** Start RECORDS SHOWN **
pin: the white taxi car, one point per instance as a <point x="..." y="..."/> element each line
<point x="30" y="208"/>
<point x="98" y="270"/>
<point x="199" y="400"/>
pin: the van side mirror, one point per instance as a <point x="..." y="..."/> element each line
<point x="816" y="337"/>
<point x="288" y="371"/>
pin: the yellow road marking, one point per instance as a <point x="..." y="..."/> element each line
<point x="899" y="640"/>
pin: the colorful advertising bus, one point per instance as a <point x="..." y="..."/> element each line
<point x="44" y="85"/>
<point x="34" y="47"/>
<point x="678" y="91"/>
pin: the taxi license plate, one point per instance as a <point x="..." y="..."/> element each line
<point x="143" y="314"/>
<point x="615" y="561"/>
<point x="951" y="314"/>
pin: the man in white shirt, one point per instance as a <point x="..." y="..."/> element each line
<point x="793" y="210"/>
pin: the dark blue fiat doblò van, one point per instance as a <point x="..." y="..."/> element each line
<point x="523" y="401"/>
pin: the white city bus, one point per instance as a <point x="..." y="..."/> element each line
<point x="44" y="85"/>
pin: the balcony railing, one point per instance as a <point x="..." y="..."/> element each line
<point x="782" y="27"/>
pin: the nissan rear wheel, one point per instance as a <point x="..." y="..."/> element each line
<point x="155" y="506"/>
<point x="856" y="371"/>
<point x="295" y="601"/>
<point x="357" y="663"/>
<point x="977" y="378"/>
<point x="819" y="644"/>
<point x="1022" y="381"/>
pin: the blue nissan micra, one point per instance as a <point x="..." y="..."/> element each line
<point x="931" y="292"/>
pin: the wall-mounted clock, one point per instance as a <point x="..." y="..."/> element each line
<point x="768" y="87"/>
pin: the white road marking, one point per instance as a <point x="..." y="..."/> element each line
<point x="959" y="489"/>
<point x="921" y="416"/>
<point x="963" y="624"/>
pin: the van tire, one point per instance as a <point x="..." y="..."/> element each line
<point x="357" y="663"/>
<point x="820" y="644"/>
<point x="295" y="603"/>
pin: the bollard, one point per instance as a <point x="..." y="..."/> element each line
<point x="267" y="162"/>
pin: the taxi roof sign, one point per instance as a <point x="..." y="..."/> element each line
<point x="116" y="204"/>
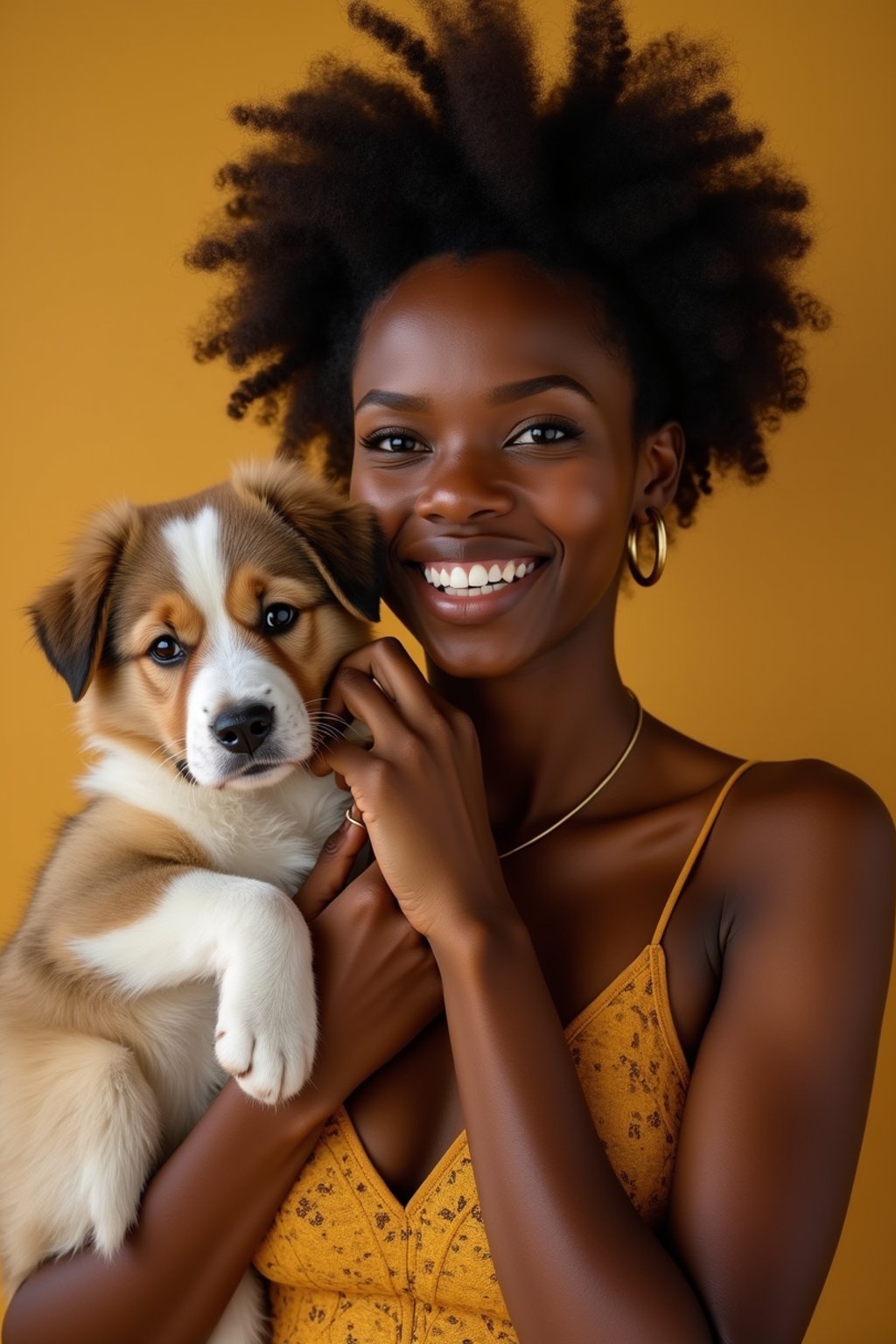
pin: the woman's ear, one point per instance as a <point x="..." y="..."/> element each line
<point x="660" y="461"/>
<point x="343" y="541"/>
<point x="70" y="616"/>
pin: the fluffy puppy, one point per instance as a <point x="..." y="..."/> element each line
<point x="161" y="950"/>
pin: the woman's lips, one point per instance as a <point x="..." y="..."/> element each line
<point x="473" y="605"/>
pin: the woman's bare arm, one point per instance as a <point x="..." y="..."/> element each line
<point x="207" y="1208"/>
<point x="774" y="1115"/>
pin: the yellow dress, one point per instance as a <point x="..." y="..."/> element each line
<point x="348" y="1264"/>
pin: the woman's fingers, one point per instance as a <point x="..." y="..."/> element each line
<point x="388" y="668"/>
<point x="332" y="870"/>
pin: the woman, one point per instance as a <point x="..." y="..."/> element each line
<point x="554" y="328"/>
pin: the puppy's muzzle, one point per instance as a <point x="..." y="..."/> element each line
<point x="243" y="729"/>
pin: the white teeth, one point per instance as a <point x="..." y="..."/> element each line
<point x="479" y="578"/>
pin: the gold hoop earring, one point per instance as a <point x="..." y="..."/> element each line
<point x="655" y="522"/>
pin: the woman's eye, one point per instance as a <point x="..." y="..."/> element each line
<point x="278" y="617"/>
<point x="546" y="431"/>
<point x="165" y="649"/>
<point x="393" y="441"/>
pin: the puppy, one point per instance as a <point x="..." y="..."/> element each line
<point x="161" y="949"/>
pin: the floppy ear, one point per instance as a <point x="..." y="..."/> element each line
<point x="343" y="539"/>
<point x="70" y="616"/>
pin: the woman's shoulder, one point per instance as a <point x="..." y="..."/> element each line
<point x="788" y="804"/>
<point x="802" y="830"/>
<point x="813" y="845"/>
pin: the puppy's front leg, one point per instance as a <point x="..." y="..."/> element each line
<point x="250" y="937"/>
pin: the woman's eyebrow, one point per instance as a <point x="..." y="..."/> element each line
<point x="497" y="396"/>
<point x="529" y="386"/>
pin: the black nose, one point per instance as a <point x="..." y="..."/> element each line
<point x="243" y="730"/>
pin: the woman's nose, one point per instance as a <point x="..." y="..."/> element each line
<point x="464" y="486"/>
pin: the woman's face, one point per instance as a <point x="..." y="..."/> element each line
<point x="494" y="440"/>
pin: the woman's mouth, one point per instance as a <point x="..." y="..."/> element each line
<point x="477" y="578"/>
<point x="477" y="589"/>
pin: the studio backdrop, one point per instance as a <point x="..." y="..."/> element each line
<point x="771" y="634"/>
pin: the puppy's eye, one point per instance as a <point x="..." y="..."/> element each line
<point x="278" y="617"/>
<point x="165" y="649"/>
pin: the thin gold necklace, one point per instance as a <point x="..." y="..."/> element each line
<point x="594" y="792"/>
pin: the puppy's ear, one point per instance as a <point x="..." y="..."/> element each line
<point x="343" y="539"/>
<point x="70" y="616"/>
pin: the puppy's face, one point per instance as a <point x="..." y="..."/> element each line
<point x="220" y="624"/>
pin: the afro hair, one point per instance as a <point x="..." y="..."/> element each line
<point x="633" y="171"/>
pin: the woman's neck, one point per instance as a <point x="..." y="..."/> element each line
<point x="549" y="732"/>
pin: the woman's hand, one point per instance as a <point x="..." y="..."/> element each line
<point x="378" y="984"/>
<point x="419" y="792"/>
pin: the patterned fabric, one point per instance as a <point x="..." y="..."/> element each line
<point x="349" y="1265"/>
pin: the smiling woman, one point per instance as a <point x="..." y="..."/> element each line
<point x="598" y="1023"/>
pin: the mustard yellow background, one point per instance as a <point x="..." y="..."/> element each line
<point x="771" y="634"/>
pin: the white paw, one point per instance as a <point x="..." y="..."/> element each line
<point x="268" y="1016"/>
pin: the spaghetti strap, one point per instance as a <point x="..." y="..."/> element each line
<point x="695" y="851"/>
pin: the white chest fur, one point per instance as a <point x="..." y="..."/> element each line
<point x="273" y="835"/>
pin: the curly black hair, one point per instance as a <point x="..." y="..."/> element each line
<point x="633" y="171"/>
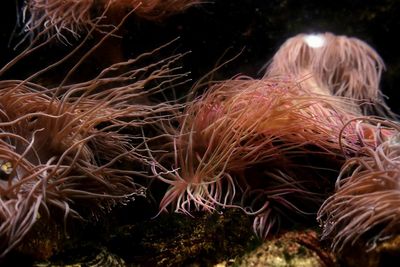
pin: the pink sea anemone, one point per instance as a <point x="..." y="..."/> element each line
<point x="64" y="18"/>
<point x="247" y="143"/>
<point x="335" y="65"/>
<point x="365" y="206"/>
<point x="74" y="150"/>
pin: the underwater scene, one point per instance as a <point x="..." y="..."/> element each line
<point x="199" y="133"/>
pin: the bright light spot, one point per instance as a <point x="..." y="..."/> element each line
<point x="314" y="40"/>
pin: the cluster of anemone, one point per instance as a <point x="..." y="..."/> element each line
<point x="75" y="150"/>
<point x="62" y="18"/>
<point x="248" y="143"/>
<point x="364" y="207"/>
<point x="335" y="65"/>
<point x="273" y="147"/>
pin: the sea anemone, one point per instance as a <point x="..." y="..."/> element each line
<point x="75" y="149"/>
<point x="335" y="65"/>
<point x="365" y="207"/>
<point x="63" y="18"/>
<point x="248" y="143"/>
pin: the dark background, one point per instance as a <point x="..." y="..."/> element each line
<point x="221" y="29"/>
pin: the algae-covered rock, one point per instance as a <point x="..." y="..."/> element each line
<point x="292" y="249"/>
** End RECORDS SHOWN **
= YOUR INSTRUCTIONS =
Reproduce the whole listing above word for word, but not its pictures.

= EXERCISE RESPONSE =
pin: the white taxi car, one point per instance as a <point x="..." y="..."/> element each line
<point x="30" y="208"/>
<point x="98" y="270"/>
<point x="199" y="400"/>
pin: the van side mirror, one point per instance as a <point x="..." y="..."/> element each line
<point x="816" y="337"/>
<point x="288" y="371"/>
pin: the yellow road marking, one point per instance as a <point x="..." y="..."/> element each line
<point x="899" y="640"/>
pin: the colorful advertising bus, one point per instance as a <point x="..." y="..."/> element each line
<point x="44" y="85"/>
<point x="34" y="47"/>
<point x="678" y="91"/>
pin: the taxi license plate, one point per instance as a <point x="..." y="..."/> element each line
<point x="143" y="314"/>
<point x="615" y="561"/>
<point x="951" y="314"/>
pin: the man in white shirt, one point per instance as a <point x="..." y="..."/> element each line
<point x="793" y="210"/>
pin: the dark blue fiat doblò van, one point per instance as a <point x="..." y="..."/> element each line
<point x="523" y="401"/>
pin: the white city bus, one point per instance as a <point x="..." y="..."/> element each line
<point x="44" y="85"/>
pin: the balcony railing, one point per instance as a <point x="..." y="..."/> element each line
<point x="782" y="27"/>
pin: the nissan rear wheel, one point per instance as a <point x="..." y="..."/> element each line
<point x="155" y="506"/>
<point x="856" y="371"/>
<point x="295" y="601"/>
<point x="357" y="663"/>
<point x="977" y="378"/>
<point x="819" y="644"/>
<point x="1022" y="381"/>
pin: the blue nissan micra, one point per instance as a <point x="..." y="..."/> element each line
<point x="931" y="292"/>
pin: the wall-mounted clock, one point per instance as a <point x="..." y="..."/> element each line
<point x="768" y="87"/>
pin: the white road marking, one point per instance as a <point x="..." y="..."/> element each line
<point x="959" y="489"/>
<point x="921" y="416"/>
<point x="963" y="624"/>
pin: the van tire, one point per instance as a <point x="..." y="..."/> element each line
<point x="357" y="663"/>
<point x="820" y="644"/>
<point x="295" y="603"/>
pin: the bollard, one point per instance as a <point x="..." y="..."/> element each line
<point x="267" y="162"/>
pin: the taxi roof sign, one point per instance as a <point x="..." y="..."/> element each line
<point x="116" y="204"/>
pin: the woman's ear, one point per instance as a <point x="..." y="..."/> element each line
<point x="660" y="461"/>
<point x="343" y="541"/>
<point x="70" y="616"/>
pin: the fluffy puppy, one point per instance as a <point x="..." y="..."/> element each line
<point x="161" y="950"/>
pin: the woman's lips, one point per instance as a <point x="..." y="..."/> element each line
<point x="473" y="605"/>
pin: the woman's bare arm, one point per instance as a <point x="..." y="..."/> element each line
<point x="207" y="1208"/>
<point x="774" y="1115"/>
pin: the yellow dress, one point per instance as a <point x="..." y="..."/> element each line
<point x="348" y="1264"/>
pin: the woman's fingers, one point per instance as a <point x="..." y="..."/> element each line
<point x="388" y="668"/>
<point x="332" y="870"/>
pin: the woman, one point per instance as a <point x="..." y="..."/> element each line
<point x="554" y="328"/>
pin: the puppy's muzzle, one point per instance as a <point x="..." y="..."/> element each line
<point x="243" y="729"/>
pin: the white teeth, one point per instance as a <point x="..." y="..."/> element each line
<point x="479" y="578"/>
pin: the gold hoop earring, one point per instance as a <point x="..." y="..."/> element each line
<point x="655" y="522"/>
pin: the woman's eye, one point per instance as a <point x="..." y="..."/> element each line
<point x="278" y="617"/>
<point x="546" y="431"/>
<point x="165" y="649"/>
<point x="393" y="441"/>
pin: the puppy, one point per instance as a <point x="..." y="..."/> element each line
<point x="161" y="949"/>
pin: the floppy ear, one point per instance as a <point x="..." y="..."/> element each line
<point x="343" y="539"/>
<point x="70" y="616"/>
pin: the woman's shoulder, one point per instance as a <point x="..." y="..."/> element each line
<point x="788" y="804"/>
<point x="802" y="830"/>
<point x="813" y="845"/>
pin: the puppy's front leg, one point per instance as a <point x="..." y="..."/> element each line
<point x="250" y="937"/>
pin: the woman's eyebrow, one point per instance as a <point x="..." y="..."/> element each line
<point x="497" y="396"/>
<point x="529" y="386"/>
pin: the black nose, one point per instance as a <point x="..." y="..."/> element each line
<point x="243" y="730"/>
pin: the woman's nose, one point per instance as a <point x="..." y="..."/> element each line
<point x="464" y="486"/>
pin: the woman's face, one point per instance as a <point x="..." y="..."/> element each line
<point x="494" y="440"/>
pin: the woman's mouth, one point per instance as a <point x="..." y="..."/> element each line
<point x="477" y="578"/>
<point x="477" y="589"/>
pin: the studio backdrop, one point per instance as a <point x="..." y="..."/> element each line
<point x="771" y="634"/>
pin: the puppy's eye, one point per instance as a <point x="..." y="..."/> element each line
<point x="278" y="617"/>
<point x="165" y="649"/>
pin: the thin gold necklace, one point per instance as a <point x="..." y="..."/> element each line
<point x="594" y="792"/>
pin: the puppy's ear, one point per instance as a <point x="..." y="..."/> element each line
<point x="343" y="539"/>
<point x="70" y="616"/>
pin: the puppy's face, one point per instance as a <point x="..." y="..."/> element each line
<point x="220" y="624"/>
pin: the afro hair, one point per instance as a <point x="..." y="..."/> element each line
<point x="633" y="171"/>
pin: the woman's neck, one point per instance as a <point x="..." y="..."/> element each line
<point x="549" y="732"/>
pin: the woman's hand, one point per instance as a <point x="..." y="..."/> element each line
<point x="378" y="984"/>
<point x="419" y="792"/>
pin: the patterned fabric, one point per instance as a <point x="..." y="..."/> element each line
<point x="349" y="1265"/>
pin: the smiling woman, one point per instance as a <point x="..." y="..."/> element each line
<point x="598" y="1023"/>
pin: the mustard yellow background, one point per instance as a <point x="..." y="..."/> element each line
<point x="771" y="634"/>
pin: the white paw, one point per instance as a <point x="..." y="..."/> element each line
<point x="268" y="1016"/>
pin: the spaghetti strap, one point per instance as a <point x="..." y="..."/> element each line
<point x="695" y="851"/>
pin: the white chest fur, one point per instance as a <point x="..." y="..."/> element each line
<point x="273" y="835"/>
pin: the curly black hair, one point per instance as a <point x="..." y="..."/> element each line
<point x="633" y="171"/>
pin: the pink sea anemone, one point per instance as a <point x="..." y="..."/> element each line
<point x="64" y="18"/>
<point x="247" y="143"/>
<point x="335" y="65"/>
<point x="365" y="206"/>
<point x="74" y="150"/>
pin: the underwater scene, one point per instance as a <point x="..." y="..."/> element each line
<point x="199" y="133"/>
pin: the bright light spot, one point per instance as a <point x="..." y="..."/> element each line
<point x="314" y="40"/>
pin: the cluster of anemone, one point per instance as a <point x="..." y="..."/> element each line
<point x="75" y="150"/>
<point x="62" y="18"/>
<point x="248" y="143"/>
<point x="364" y="207"/>
<point x="335" y="65"/>
<point x="273" y="147"/>
pin: the sea anemone, one point per instance as a <point x="..." y="..."/> element each line
<point x="75" y="149"/>
<point x="335" y="65"/>
<point x="365" y="207"/>
<point x="63" y="18"/>
<point x="248" y="143"/>
pin: the dark background, one point per instance as a <point x="..." y="..."/> element each line
<point x="221" y="29"/>
pin: the algae-covered rock, one point per instance as a <point x="..." y="..."/> element each line
<point x="292" y="249"/>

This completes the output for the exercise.